DIRECTION - Could you repeat the listing from the line with "Objective: a point on each instance of the green" through the end of the listing, switching "bouncy castle" to "inflatable castle" and keeping everything else the same?

DATA RECORDS -
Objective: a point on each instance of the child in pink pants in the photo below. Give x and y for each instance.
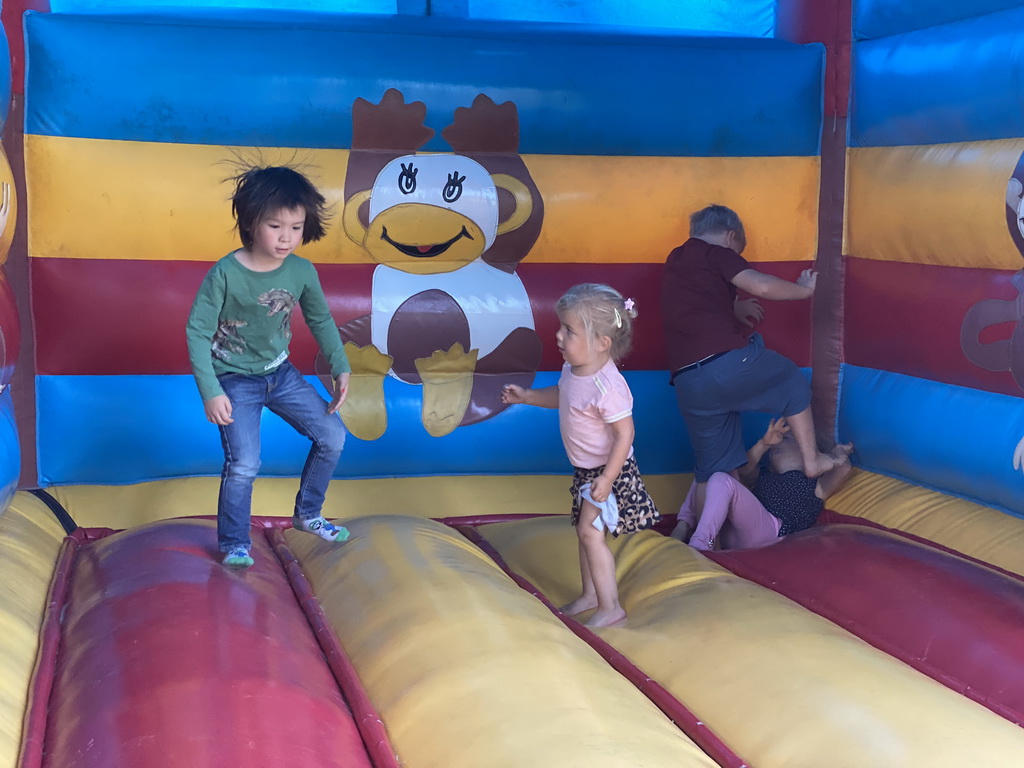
(766, 502)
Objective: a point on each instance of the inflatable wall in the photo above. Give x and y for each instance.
(479, 158)
(125, 168)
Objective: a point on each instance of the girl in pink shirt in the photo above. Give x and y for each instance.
(595, 414)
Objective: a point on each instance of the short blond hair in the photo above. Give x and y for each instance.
(603, 311)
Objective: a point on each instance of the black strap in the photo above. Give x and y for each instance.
(58, 511)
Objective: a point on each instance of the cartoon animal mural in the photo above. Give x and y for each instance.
(446, 231)
(1003, 354)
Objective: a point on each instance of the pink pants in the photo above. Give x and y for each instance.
(732, 513)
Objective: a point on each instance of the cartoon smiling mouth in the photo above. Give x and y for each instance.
(422, 252)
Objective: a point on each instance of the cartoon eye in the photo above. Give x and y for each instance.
(407, 179)
(453, 189)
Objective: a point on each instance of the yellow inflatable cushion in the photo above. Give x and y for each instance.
(781, 686)
(30, 541)
(468, 670)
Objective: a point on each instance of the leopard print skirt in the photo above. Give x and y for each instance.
(636, 508)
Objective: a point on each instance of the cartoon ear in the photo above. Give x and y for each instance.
(1015, 190)
(523, 202)
(350, 218)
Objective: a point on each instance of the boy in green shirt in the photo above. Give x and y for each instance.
(239, 331)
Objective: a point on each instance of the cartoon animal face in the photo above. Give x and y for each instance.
(434, 213)
(1015, 205)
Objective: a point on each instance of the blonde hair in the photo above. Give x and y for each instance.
(603, 311)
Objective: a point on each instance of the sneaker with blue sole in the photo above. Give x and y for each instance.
(324, 528)
(239, 558)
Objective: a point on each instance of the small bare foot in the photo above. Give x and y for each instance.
(581, 604)
(842, 451)
(820, 464)
(681, 531)
(606, 617)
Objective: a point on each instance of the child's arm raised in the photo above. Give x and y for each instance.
(513, 394)
(773, 435)
(623, 432)
(833, 480)
(769, 287)
(200, 330)
(316, 312)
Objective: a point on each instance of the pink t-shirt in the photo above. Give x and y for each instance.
(587, 404)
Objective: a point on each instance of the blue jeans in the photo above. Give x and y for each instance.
(289, 395)
(713, 396)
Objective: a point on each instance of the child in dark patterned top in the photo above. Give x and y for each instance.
(765, 502)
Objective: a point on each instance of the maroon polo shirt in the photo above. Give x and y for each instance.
(696, 302)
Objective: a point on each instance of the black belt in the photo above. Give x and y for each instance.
(698, 364)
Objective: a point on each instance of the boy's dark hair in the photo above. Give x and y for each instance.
(262, 190)
(715, 219)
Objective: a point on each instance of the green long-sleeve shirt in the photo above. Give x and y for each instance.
(241, 321)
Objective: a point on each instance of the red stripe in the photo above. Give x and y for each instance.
(950, 619)
(906, 318)
(122, 316)
(687, 722)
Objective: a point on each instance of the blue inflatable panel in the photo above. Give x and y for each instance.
(954, 439)
(10, 452)
(875, 18)
(742, 17)
(961, 82)
(579, 90)
(4, 78)
(124, 429)
(335, 6)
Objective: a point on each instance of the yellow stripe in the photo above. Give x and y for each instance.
(100, 199)
(936, 204)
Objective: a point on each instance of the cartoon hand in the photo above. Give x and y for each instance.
(747, 309)
(340, 393)
(808, 279)
(1019, 456)
(513, 394)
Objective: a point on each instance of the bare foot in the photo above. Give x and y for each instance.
(586, 602)
(820, 464)
(606, 617)
(681, 531)
(842, 451)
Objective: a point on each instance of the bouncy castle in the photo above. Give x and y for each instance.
(879, 141)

RESULT OF THIS EXERCISE -
Objective: a point on each instance of the green long-sleeve shirt in the photo above. Give x and y for each instance.
(241, 321)
Objective: a point on each instance of the red stripe in the photo above. Give x and y for each instance.
(950, 619)
(906, 318)
(122, 316)
(687, 722)
Objective: a point on each instance of the blue inflatable panel in the photo above. Give x and y for each instance.
(954, 439)
(10, 452)
(875, 18)
(742, 17)
(961, 82)
(579, 90)
(4, 78)
(124, 429)
(335, 6)
Objective: a point on each instance of the yellow stripe in the photo above. Give x and y for each instance.
(100, 199)
(936, 204)
Objective: a point on each instance of the cartoon hand in the photo above. Give x and y for each instance.
(747, 309)
(340, 393)
(808, 279)
(1019, 456)
(513, 394)
Objective: a point on each instance of the bare foot in the photo above. Give x and y for each instance.
(586, 602)
(820, 464)
(606, 617)
(681, 531)
(842, 451)
Objective: a point on each instance of the inflatable castle in the photo above. Give x and y for each instance.
(879, 141)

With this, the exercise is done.